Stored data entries

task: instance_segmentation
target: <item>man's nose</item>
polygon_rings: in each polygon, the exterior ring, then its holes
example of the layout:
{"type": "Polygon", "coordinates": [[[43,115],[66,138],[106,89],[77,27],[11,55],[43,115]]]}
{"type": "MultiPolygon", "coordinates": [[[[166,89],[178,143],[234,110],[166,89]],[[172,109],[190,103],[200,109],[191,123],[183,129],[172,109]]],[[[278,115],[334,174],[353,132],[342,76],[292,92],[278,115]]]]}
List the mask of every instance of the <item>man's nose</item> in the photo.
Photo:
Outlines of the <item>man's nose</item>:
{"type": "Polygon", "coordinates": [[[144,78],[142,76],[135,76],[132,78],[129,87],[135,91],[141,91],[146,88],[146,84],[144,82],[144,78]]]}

• _Task to complete_: Word for word, repeat every record.

• _Task answer_:
task: instance_segmentation
target: <item>man's nose</item>
polygon_rings: in each polygon, the exterior ring, then its holes
example of the layout:
{"type": "Polygon", "coordinates": [[[43,115],[66,138],[106,89],[77,27],[11,55],[43,115]]]}
{"type": "MultiPolygon", "coordinates": [[[[166,89],[178,143],[234,110],[166,89]],[[172,109],[190,103],[200,109],[191,123],[183,129],[172,109]]],[[[278,115],[334,174],[353,132],[342,76],[292,92],[278,115]]]]}
List the mask of every instance of the <item>man's nose</item> in the photo.
Photo:
Outlines of the <item>man's nose</item>:
{"type": "Polygon", "coordinates": [[[144,78],[142,76],[135,76],[132,78],[129,87],[135,91],[141,91],[146,88],[146,84],[144,82],[144,78]]]}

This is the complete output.